== Document excerpt ==

####

Why the WTO is right in the solar panel dispute

India must resist the temptation of adopting protectionist measures such as domestic content requirements which are inconsistent with its international obligations.

March 03, 2016 01:35 am | Updated November 17, 2021 03:09 am IST

In a significant ruling last week, a >World Trade Organisation (WTO) panel found that the domestic content requirement imposed under India’s national solar programme is inconsistent with its treaty obligations under the global trading regime. The ruling has been described as yet another instance of archaic trade rules trumping important climate imperatives. However, this criticism is not entirely justified.

Violation of global trading rules

Jay Sanklecha

In 2013, the U.S. brought a complaint before the WTO arguing that the domestic content requirement imposed under India’s national solar programme is in violation of the global trading rules. Specifically, it said, >India has violated its “national treatment” obligation by unfavourably discriminating against imported solar cells and modules. In other words, India was discriminating between solar cells and modules which were otherwise identical on the basis of the national ‘origin’ of the cells and modules, a clear violation of its trade commitment. India principally relied on the ‘government procurement’ justification, which permitted countries to derogate from their national treatment obligation provided that the measure was related to “the procurement by governmental agencies of products purchased for governmental purposes and not with a view to commercial resale or use in production of goods for commercial sale”. India also argued that the measure was justified under the general exceptions since it was necessary to secure compliance with its domestic and international law obligations relating to ecologically sustainable development and climate change.

The panel, in its 140-page report, examined in detail the submission of the parties and rightly concluded that India, by imposing a mandatory domestic content requirement, had violated its national treatment obligation. In so far as the government procurement derogation was concerned, the panel found that the product being subject to the domestic content requirement was solar cells and modules, but the product that was ultimately procured or purchased by the government was electricity. The domestic content requirement was therefore not an instance of “government procurement”. Finally, the panel found that since India failed to point out any specific obligation having “direct effect in India” or “forming part of its domestic legal system”, which “obligated” India to impose the particular domestic content requirement, the general exception was not available to the Indian government in the instant case.

####

== Listed entries ==
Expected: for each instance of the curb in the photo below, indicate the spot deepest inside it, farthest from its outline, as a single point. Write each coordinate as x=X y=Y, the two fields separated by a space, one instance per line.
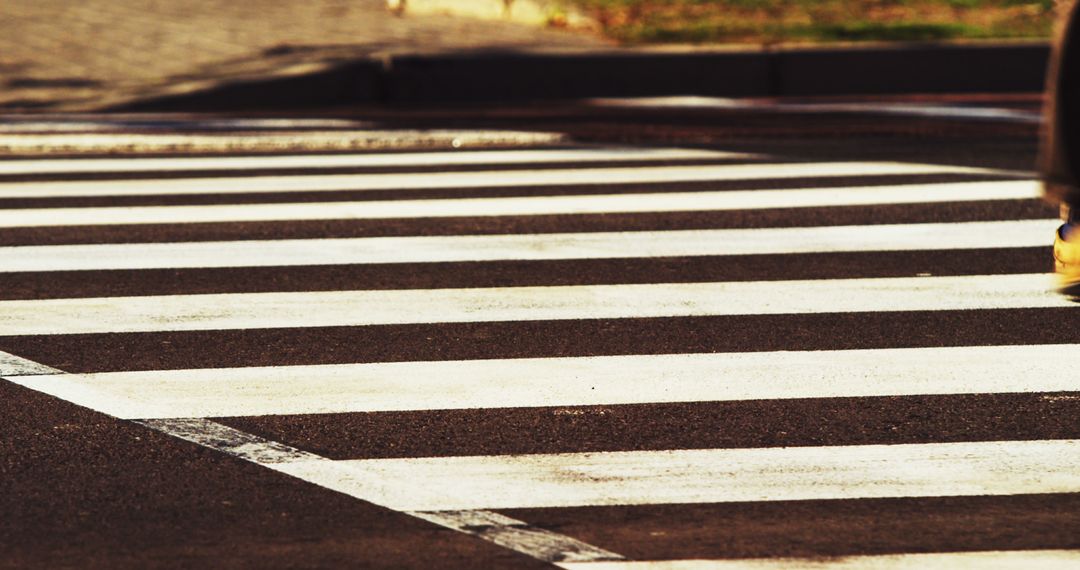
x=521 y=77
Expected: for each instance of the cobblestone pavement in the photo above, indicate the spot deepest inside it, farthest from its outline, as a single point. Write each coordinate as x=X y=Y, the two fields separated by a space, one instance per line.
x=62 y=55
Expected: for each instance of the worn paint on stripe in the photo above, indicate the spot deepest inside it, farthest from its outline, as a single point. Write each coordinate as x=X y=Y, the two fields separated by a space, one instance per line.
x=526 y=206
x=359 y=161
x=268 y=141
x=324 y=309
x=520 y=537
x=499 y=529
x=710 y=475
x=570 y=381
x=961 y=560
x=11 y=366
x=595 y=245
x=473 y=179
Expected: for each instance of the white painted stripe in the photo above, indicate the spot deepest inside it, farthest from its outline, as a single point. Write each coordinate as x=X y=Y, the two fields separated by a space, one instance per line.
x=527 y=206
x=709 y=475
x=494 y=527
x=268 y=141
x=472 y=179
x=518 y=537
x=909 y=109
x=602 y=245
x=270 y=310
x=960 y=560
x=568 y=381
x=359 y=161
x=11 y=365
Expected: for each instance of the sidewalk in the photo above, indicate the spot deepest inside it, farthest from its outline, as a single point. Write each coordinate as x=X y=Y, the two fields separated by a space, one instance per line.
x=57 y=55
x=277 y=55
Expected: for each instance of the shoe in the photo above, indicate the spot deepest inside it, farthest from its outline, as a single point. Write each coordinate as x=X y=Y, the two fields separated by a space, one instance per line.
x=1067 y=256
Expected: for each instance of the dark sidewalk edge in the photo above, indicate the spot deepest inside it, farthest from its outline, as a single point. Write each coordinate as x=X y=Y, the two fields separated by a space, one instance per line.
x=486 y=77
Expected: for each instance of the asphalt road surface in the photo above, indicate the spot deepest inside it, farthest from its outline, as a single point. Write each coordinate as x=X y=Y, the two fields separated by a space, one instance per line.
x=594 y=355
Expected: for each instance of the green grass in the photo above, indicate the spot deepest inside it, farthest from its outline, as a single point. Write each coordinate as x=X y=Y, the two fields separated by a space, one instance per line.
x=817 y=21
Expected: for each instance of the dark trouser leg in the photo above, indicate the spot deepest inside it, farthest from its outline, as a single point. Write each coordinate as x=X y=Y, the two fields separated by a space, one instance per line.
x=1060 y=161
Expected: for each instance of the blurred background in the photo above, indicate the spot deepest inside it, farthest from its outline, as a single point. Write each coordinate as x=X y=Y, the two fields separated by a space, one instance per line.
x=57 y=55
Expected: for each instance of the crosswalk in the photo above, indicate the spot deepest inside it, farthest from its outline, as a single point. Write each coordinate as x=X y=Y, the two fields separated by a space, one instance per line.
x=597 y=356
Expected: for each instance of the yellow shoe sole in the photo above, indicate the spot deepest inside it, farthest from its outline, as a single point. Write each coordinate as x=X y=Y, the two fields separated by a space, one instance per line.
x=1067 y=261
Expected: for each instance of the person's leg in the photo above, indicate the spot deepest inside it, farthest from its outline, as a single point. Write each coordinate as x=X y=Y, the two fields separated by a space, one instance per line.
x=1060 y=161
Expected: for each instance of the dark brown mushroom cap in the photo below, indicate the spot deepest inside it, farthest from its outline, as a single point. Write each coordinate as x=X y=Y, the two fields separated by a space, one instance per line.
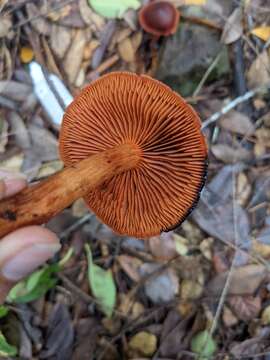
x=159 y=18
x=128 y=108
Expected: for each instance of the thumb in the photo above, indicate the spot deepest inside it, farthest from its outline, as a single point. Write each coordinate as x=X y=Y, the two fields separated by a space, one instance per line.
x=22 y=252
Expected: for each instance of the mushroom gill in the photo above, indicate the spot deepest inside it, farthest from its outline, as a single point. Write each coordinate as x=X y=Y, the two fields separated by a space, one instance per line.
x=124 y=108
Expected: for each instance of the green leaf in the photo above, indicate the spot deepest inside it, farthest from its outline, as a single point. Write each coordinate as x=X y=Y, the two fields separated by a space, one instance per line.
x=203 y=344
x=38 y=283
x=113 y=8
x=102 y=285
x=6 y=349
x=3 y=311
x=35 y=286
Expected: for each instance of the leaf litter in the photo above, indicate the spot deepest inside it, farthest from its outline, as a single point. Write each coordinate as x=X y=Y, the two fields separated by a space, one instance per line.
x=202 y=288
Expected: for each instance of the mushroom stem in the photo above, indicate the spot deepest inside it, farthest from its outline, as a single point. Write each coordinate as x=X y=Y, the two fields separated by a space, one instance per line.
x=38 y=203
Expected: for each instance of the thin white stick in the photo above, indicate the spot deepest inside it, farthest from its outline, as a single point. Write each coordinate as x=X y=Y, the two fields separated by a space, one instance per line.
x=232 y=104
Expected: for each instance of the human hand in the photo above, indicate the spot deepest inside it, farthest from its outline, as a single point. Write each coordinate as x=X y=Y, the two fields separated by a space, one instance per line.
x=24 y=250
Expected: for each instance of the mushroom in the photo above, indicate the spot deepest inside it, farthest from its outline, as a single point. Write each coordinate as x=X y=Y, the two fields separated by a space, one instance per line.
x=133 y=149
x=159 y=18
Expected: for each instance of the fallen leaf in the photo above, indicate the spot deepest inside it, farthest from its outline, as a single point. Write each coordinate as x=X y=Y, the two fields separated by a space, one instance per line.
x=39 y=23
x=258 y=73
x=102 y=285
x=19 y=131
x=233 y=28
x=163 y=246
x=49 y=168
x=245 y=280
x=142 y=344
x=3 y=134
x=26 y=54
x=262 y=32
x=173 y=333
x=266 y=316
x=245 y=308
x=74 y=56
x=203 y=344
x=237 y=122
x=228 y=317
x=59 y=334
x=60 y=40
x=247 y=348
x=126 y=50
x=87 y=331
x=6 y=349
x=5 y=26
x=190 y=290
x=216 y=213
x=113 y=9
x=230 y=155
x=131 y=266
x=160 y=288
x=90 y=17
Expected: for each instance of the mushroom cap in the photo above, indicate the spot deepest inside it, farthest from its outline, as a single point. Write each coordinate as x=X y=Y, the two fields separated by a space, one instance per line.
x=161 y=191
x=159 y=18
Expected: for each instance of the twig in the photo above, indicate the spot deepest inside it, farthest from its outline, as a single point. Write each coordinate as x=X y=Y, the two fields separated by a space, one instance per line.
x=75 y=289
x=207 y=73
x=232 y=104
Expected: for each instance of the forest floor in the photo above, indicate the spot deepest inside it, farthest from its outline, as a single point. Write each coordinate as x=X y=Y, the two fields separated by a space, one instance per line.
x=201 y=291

####

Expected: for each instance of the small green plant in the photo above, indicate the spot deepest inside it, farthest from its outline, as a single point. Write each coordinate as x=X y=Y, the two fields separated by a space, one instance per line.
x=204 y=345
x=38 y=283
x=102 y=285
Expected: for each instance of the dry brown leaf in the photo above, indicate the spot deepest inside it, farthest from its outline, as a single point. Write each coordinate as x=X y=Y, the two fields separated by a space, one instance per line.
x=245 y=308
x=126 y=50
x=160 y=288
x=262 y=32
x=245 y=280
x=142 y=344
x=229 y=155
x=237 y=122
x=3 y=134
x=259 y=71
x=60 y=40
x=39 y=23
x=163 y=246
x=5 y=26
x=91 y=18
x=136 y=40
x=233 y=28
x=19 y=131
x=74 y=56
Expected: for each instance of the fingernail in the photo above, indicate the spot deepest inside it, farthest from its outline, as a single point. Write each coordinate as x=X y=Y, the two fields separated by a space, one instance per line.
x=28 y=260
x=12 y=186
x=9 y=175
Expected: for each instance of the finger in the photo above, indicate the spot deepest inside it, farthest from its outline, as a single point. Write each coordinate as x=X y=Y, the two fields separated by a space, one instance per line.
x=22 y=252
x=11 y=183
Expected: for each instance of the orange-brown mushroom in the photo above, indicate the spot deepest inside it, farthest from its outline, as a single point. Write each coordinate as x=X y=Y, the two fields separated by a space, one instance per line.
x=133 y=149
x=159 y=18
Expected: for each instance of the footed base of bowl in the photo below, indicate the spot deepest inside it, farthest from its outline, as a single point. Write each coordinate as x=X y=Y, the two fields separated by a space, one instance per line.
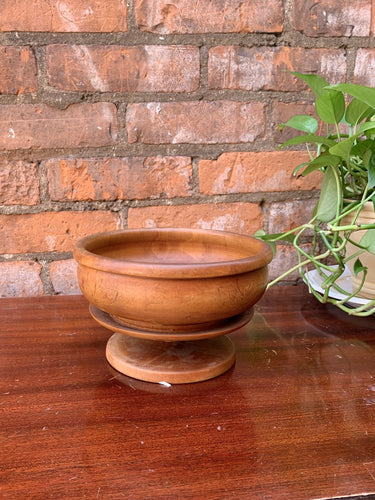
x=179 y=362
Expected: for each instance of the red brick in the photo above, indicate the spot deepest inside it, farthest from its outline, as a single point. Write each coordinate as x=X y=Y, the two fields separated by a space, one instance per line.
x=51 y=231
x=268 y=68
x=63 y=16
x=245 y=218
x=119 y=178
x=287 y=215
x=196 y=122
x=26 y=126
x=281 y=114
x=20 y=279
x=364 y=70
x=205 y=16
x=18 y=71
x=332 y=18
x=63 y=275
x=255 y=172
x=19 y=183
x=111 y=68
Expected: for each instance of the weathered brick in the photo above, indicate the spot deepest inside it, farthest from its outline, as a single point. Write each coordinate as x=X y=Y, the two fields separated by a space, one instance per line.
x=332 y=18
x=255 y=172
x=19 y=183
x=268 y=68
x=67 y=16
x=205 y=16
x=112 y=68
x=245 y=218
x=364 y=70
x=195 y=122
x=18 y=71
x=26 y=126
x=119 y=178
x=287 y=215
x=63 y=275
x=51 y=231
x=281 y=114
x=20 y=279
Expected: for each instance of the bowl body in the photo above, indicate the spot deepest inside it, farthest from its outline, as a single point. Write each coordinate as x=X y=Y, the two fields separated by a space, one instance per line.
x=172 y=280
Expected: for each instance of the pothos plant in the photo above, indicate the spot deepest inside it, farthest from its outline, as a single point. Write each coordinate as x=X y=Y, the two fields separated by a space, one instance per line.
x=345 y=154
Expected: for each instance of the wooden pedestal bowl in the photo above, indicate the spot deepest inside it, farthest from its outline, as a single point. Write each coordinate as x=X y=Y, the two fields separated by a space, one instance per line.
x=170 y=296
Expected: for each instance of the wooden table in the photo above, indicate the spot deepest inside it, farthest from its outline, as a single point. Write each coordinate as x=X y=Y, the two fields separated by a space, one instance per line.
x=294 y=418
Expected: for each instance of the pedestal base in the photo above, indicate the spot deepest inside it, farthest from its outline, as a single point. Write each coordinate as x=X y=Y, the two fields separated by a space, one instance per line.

####

== How to complete this task ==
Continue the article on the WTO solar panel ruling against India, picking up after its final paragraph.

== Answer to this exercise ==
Use of clean energy The ruling, however, has come under intense criticism, particularly from environmentalists, as undermining India’s efforts towards promoting the use of clean energy. However, there appears to be no rational basis for how mandatory local content requirements contribute towards promoting the use of clean energy. If the objective is to produce more clean energy, then solar power producers should be free to choose energy-generation equipment on the basis of price and quality, irrespective of whether they are manufactured locally or not. In fact, by mandatorily requiring solar power producers to buy locally, the government is imposing an additional cost, usually passed on to the ultimate consumer, for the production of clean energy. The decision may therefore stand to benefit the interest of the ultimate consumer. It is entirely possible to give preferential treatment to clean energies (in the form of tax rebates for solar power producers and so on) without requiring mandatory local content. Perhaps, what is even more instructive is the fact that India during its submissions before the WTO did not invoke the general exceptions under article XX(b) or (g) of the General Agreement on Tariffs and Trade typically relied upon in trade disputes by parties seeking to protect their domestic regulations on ‘environmental’ or ‘health’ grounds. India therefore did not itself believe that the local content requirement under the programme was imposed for the ‘conservation’ of ‘clean air’.

>The panel ruling, however, is not final and reports indicate that India will prefer an appeal to the appellate body. Simultaneously, India may be exploring the option of filing a counter complaint against the U.S., with several states in the U.S. such as Michigan, Texas and California having also reportedly been accused of employing mandatory local content requirements in the renewable energies sector.

Nevertheless, amidst the cacophony of the Prime Minister’s ‘Make in India’ campaign, India must resist the temptation of adopting protectionist measures such as domestic content requirements which are inconsistent with its international obligations. Domestic content measures, despite their immediate political gains, have a tendency to skew competition. Manufacturers must remain free to select inputs based solely on quality and price, irrespective of the origin. The Modi government must continue working towards building a business and regulatory environment which is conducive to manufacturing. This would require systemic changes in the form of simpler, transparent and consistent laws and effective dispute resolution mechanisms.

(Jay Manoj Sanklecha is a graduate of the West Bengal National University of Juridical Sciences, Kolkata, and is working with a law firm in Mumbai.)